[Data provided — start]

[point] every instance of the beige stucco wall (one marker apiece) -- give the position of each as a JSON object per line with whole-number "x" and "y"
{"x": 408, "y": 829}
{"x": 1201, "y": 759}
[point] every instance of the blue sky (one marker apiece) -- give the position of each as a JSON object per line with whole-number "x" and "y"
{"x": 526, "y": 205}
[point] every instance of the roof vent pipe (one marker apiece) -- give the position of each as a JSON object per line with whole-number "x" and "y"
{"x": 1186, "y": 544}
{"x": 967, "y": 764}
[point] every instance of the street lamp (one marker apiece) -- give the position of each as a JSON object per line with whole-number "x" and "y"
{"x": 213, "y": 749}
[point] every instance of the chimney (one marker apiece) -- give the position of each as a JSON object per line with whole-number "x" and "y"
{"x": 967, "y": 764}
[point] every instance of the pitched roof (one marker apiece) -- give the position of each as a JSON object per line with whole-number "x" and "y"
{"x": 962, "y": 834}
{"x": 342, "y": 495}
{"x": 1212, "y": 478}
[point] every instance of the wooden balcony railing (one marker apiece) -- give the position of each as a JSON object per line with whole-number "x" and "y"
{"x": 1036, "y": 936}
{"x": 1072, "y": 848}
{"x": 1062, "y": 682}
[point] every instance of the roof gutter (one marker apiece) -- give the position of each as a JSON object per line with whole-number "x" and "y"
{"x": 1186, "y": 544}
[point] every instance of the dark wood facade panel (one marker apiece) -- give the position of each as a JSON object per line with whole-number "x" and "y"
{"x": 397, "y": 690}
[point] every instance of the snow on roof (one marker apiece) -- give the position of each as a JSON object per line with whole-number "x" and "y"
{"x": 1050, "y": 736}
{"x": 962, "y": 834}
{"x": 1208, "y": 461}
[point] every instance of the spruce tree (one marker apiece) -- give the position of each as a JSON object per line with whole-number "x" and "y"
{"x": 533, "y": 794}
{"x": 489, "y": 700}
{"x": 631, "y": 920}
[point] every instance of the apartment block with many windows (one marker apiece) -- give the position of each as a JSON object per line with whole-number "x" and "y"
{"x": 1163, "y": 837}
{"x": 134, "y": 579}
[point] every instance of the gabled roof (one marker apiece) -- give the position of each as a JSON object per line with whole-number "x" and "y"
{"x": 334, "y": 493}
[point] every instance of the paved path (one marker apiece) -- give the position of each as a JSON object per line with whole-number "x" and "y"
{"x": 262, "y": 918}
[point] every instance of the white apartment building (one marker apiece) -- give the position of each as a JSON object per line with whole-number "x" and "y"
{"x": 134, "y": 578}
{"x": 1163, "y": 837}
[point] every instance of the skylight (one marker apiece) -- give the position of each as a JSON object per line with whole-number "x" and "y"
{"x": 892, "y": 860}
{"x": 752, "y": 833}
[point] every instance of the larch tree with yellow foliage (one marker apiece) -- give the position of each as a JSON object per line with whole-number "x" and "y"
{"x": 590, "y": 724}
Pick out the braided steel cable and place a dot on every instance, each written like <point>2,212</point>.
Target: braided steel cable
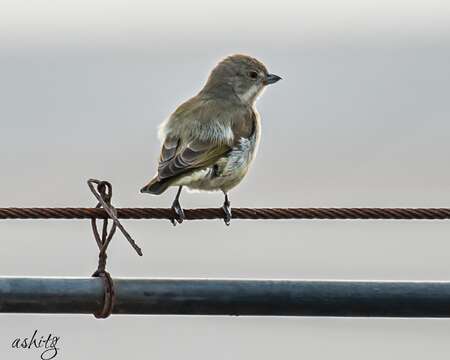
<point>237,213</point>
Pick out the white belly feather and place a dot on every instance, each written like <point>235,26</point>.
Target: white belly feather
<point>232,169</point>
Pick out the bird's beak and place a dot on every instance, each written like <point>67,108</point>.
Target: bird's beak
<point>271,79</point>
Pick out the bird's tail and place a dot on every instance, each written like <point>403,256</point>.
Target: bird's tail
<point>156,186</point>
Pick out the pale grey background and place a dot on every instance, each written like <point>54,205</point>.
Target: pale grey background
<point>360,119</point>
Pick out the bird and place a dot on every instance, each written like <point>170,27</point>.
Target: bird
<point>210,140</point>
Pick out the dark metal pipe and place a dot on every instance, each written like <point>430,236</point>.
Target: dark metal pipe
<point>228,297</point>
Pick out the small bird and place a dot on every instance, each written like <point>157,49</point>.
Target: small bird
<point>210,140</point>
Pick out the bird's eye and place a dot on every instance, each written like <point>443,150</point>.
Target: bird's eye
<point>253,75</point>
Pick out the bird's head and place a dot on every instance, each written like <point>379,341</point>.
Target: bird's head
<point>246,76</point>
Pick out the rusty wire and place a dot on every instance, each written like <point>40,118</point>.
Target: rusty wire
<point>237,213</point>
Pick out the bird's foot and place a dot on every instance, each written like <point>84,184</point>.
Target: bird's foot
<point>179,213</point>
<point>227,212</point>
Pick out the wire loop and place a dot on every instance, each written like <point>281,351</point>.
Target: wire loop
<point>103,193</point>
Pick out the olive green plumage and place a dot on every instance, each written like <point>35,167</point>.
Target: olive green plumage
<point>210,140</point>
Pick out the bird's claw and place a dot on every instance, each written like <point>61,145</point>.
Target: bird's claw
<point>227,212</point>
<point>179,213</point>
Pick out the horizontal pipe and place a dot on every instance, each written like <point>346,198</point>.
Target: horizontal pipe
<point>228,297</point>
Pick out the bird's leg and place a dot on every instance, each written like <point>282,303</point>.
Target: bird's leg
<point>227,210</point>
<point>178,210</point>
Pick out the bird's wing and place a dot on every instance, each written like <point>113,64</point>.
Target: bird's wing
<point>178,158</point>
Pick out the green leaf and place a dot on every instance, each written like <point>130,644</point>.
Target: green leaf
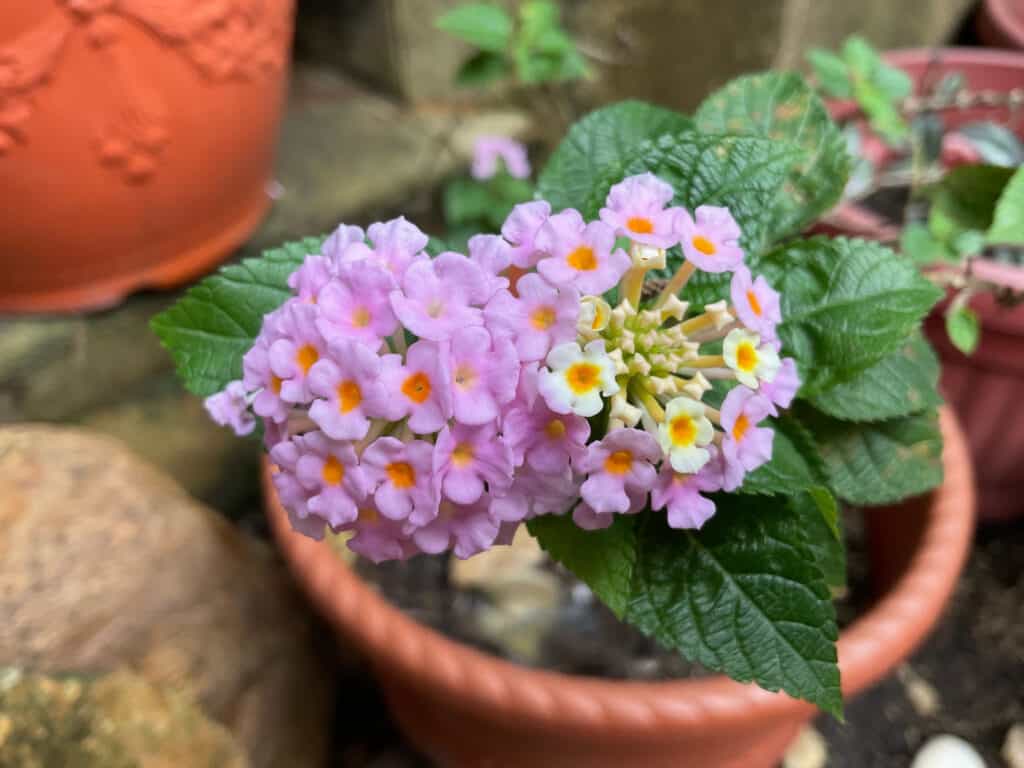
<point>881,463</point>
<point>781,107</point>
<point>819,512</point>
<point>486,27</point>
<point>902,383</point>
<point>846,304</point>
<point>1008,223</point>
<point>210,328</point>
<point>482,69</point>
<point>964,329</point>
<point>833,75</point>
<point>601,139</point>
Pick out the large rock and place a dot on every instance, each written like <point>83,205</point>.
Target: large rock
<point>118,720</point>
<point>107,562</point>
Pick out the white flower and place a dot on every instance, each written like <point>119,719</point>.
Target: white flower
<point>685,432</point>
<point>576,379</point>
<point>752,360</point>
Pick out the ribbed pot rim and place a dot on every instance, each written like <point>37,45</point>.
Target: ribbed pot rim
<point>425,658</point>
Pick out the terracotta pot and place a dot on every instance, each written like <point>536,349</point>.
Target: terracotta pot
<point>136,141</point>
<point>981,69</point>
<point>469,709</point>
<point>985,391</point>
<point>1000,24</point>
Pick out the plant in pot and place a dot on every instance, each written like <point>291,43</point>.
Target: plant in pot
<point>673,397</point>
<point>939,172</point>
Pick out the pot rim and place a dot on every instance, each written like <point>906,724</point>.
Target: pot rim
<point>867,649</point>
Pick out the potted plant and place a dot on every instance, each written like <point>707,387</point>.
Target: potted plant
<point>155,89</point>
<point>937,141</point>
<point>674,398</point>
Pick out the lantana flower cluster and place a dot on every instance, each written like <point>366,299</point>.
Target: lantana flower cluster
<point>428,404</point>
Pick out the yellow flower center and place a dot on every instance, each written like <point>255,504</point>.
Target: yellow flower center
<point>747,356</point>
<point>583,377</point>
<point>683,431</point>
<point>333,472</point>
<point>740,427</point>
<point>752,299</point>
<point>349,396</point>
<point>360,317</point>
<point>704,245</point>
<point>417,387</point>
<point>583,259</point>
<point>640,225</point>
<point>555,429</point>
<point>306,356</point>
<point>619,463</point>
<point>462,456</point>
<point>401,474</point>
<point>542,317</point>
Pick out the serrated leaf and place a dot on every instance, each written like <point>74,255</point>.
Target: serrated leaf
<point>210,328</point>
<point>1008,223</point>
<point>782,108</point>
<point>964,329</point>
<point>602,139</point>
<point>846,304</point>
<point>880,463</point>
<point>904,382</point>
<point>487,27</point>
<point>819,512</point>
<point>482,69</point>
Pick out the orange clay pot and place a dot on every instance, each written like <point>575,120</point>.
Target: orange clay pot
<point>469,709</point>
<point>136,141</point>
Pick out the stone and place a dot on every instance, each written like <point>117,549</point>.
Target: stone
<point>118,720</point>
<point>809,750</point>
<point>107,562</point>
<point>947,752</point>
<point>1013,747</point>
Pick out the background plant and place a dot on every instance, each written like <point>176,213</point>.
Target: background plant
<point>749,593</point>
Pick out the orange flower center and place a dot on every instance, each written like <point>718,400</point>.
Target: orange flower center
<point>619,463</point>
<point>305,357</point>
<point>583,259</point>
<point>704,245</point>
<point>417,387</point>
<point>333,472</point>
<point>401,474</point>
<point>640,225</point>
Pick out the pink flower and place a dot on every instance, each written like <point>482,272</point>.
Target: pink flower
<point>400,477</point>
<point>488,150</point>
<point>493,255</point>
<point>330,471</point>
<point>541,316</point>
<point>712,242</point>
<point>545,440</point>
<point>296,351</point>
<point>379,539</point>
<point>346,389</point>
<point>356,304</point>
<point>624,460</point>
<point>229,408</point>
<point>680,494</point>
<point>780,391</point>
<point>420,389</point>
<point>636,208</point>
<point>484,373</point>
<point>520,230</point>
<point>756,303</point>
<point>581,255</point>
<point>747,445</point>
<point>466,528</point>
<point>466,458</point>
<point>436,296</point>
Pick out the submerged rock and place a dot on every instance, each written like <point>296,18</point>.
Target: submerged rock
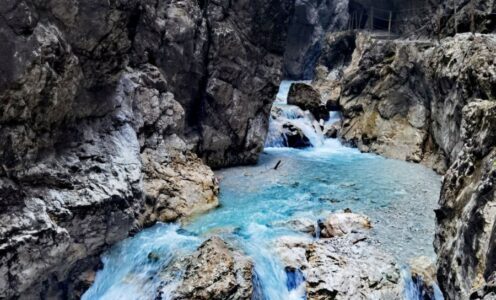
<point>342,264</point>
<point>466,220</point>
<point>216,272</point>
<point>339,224</point>
<point>347,267</point>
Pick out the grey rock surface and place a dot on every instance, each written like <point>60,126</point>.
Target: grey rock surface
<point>105,109</point>
<point>434,104</point>
<point>343,267</point>
<point>216,272</point>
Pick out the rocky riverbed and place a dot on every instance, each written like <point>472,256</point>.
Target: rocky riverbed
<point>113,115</point>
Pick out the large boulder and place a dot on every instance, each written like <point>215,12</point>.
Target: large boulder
<point>216,272</point>
<point>347,267</point>
<point>342,263</point>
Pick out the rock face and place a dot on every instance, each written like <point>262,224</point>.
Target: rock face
<point>340,224</point>
<point>103,107</point>
<point>471,16</point>
<point>310,21</point>
<point>434,104</point>
<point>465,234</point>
<point>404,100</point>
<point>307,98</point>
<point>216,272</point>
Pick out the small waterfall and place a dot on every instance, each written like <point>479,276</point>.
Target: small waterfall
<point>417,289</point>
<point>289,120</point>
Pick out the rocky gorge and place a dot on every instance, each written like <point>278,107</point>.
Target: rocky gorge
<point>113,115</point>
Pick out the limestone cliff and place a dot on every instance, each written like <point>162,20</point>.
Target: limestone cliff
<point>432,103</point>
<point>105,106</point>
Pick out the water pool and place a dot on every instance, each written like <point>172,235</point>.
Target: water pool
<point>398,196</point>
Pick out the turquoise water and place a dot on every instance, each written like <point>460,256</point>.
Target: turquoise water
<point>399,197</point>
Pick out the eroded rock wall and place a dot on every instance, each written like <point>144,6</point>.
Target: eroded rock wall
<point>433,103</point>
<point>103,107</point>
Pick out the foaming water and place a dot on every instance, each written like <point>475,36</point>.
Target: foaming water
<point>293,115</point>
<point>398,196</point>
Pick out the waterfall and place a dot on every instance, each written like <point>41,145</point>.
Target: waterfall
<point>289,120</point>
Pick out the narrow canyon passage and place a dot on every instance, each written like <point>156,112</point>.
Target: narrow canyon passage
<point>259,207</point>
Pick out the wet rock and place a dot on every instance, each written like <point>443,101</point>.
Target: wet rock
<point>216,272</point>
<point>346,267</point>
<point>294,137</point>
<point>307,98</point>
<point>303,225</point>
<point>339,224</point>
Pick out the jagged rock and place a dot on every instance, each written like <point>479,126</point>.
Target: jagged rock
<point>336,55</point>
<point>294,137</point>
<point>102,104</point>
<point>423,272</point>
<point>303,225</point>
<point>239,92</point>
<point>310,21</point>
<point>339,224</point>
<point>307,98</point>
<point>346,267</point>
<point>216,272</point>
<point>331,131</point>
<point>397,97</point>
<point>408,100</point>
<point>342,264</point>
<point>466,218</point>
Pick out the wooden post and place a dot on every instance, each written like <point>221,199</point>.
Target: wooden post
<point>454,16</point>
<point>389,26</point>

[Data provided — finish]

**Instructions to follow**
Reproduce, word for word and in full, only the lines above that start at the line with "Target: foaming water" and run through the line with "Pick out the jagged", both ends included.

**Exercise response**
Target: foaming water
<point>293,115</point>
<point>398,196</point>
Pick out the waterfall and place a dot on every instance, each written like <point>41,145</point>.
Target: waterfall
<point>289,120</point>
Pick out the narrow canyon passage and place a dot on every instance, each written like <point>156,112</point>.
Target: narrow canyon passage
<point>259,207</point>
Pick out the wet rock and place a dot on every instance, each written like <point>443,101</point>.
Target: wet rock
<point>216,272</point>
<point>346,267</point>
<point>294,137</point>
<point>307,98</point>
<point>303,225</point>
<point>339,224</point>
Pick out the jagged rock and place a dot on every instance, each written like <point>479,126</point>.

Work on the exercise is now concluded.